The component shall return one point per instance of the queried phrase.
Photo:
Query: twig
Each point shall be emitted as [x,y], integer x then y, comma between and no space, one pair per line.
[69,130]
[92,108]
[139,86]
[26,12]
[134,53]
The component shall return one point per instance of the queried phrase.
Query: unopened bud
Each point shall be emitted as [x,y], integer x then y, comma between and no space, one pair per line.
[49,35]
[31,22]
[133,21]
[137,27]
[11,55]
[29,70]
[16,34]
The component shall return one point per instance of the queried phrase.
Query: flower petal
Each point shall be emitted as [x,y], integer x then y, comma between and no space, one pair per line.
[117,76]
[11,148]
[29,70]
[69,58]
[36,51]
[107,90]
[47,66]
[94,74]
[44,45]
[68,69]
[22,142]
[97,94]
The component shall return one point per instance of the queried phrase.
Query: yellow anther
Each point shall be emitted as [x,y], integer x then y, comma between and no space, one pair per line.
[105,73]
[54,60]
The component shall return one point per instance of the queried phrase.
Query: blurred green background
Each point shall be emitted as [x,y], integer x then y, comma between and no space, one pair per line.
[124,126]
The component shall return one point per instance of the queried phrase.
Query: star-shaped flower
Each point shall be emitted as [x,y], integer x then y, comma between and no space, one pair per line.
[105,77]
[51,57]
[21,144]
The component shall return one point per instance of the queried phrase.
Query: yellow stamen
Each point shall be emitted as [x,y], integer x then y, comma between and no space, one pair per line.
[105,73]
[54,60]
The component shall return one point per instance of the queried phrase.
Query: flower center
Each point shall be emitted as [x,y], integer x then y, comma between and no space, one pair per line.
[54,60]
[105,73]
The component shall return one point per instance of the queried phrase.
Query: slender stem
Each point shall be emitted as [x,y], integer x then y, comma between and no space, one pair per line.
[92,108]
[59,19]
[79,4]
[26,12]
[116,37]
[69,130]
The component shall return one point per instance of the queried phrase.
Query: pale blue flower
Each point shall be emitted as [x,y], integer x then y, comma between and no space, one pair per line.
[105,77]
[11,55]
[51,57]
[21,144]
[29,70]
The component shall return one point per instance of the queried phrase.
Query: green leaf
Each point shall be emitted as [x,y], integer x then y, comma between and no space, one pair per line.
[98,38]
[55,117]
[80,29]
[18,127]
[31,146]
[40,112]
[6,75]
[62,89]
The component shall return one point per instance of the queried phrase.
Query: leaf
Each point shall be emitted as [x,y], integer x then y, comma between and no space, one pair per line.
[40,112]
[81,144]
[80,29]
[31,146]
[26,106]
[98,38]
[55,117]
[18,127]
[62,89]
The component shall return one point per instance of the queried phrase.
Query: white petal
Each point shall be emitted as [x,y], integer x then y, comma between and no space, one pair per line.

- - - - -

● About this task: From the entries above, copy every line that holds the word "flower".

● Final answer:
Query: flower petal
Query: star-shaped flower
Query: flower center
Query: pale blue flower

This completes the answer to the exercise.